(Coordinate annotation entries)
□ □ □ □ □ □ □
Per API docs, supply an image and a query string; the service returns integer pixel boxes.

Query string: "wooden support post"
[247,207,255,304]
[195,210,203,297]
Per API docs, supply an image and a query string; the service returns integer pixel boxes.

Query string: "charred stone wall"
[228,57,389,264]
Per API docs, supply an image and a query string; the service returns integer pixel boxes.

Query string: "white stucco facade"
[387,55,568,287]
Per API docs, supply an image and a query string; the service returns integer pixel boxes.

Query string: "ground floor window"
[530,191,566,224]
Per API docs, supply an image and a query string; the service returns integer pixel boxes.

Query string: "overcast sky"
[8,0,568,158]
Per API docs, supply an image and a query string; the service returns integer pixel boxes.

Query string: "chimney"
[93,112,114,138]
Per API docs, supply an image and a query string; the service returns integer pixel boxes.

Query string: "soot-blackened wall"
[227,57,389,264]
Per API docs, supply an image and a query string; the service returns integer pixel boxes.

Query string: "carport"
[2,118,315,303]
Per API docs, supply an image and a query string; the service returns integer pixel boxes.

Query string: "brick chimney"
□ □ □ □ □ □ □
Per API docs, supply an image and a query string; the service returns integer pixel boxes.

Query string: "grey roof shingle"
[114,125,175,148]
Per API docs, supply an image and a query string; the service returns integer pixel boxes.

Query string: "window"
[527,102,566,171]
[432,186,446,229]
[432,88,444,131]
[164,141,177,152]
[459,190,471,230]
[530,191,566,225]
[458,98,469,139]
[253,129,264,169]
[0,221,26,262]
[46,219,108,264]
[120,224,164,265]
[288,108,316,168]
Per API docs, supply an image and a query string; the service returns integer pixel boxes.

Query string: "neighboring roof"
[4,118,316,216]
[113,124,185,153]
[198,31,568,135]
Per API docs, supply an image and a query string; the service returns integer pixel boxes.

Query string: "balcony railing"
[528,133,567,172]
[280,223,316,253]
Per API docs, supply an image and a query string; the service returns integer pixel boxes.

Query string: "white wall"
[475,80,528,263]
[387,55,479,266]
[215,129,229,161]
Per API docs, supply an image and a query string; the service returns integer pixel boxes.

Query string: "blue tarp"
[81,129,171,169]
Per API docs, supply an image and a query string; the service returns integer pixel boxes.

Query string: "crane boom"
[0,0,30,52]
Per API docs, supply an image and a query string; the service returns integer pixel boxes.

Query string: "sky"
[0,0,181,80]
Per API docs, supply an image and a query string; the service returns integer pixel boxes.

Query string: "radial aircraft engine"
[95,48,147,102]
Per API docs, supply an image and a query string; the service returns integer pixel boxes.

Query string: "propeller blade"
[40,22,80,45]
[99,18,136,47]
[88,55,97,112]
□ □ □ □ □ □ □
● Given exercise
From the listing above, keep only the lines that contain the string "window".

● Output of the task
Query string: "ground floor window"
Query string: "window"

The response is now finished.